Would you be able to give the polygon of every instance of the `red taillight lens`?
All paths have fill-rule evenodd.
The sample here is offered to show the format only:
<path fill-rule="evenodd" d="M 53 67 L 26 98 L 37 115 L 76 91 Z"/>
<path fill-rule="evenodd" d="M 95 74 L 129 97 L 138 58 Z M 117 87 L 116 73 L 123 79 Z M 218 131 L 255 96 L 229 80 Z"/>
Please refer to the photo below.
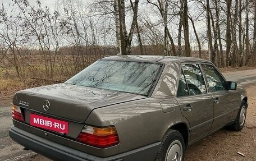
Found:
<path fill-rule="evenodd" d="M 20 111 L 20 107 L 13 105 L 12 108 L 12 118 L 21 122 L 24 122 L 22 114 Z"/>
<path fill-rule="evenodd" d="M 119 139 L 114 127 L 98 128 L 85 126 L 77 141 L 93 146 L 106 148 L 119 143 Z"/>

== == ==

Directions: Swap "photo" for "image" throughout the material above and write it out again with everything else unchanged. Omit the pictures.

Exercise answer:
Would you be able to give the polygon of every instance of the `red taillight lens`?
All paths have fill-rule evenodd.
The sample here is offered to show the format only:
<path fill-rule="evenodd" d="M 53 67 L 26 98 L 37 115 L 76 91 Z"/>
<path fill-rule="evenodd" d="M 95 74 L 129 97 L 138 58 Z M 117 87 L 116 73 L 123 79 Z M 218 131 L 255 96 L 229 80 Z"/>
Please refer to the image below.
Found:
<path fill-rule="evenodd" d="M 20 111 L 20 107 L 13 105 L 12 108 L 12 118 L 21 122 L 24 122 L 22 114 Z"/>
<path fill-rule="evenodd" d="M 119 139 L 114 127 L 98 128 L 85 126 L 77 141 L 93 146 L 106 148 L 119 143 Z"/>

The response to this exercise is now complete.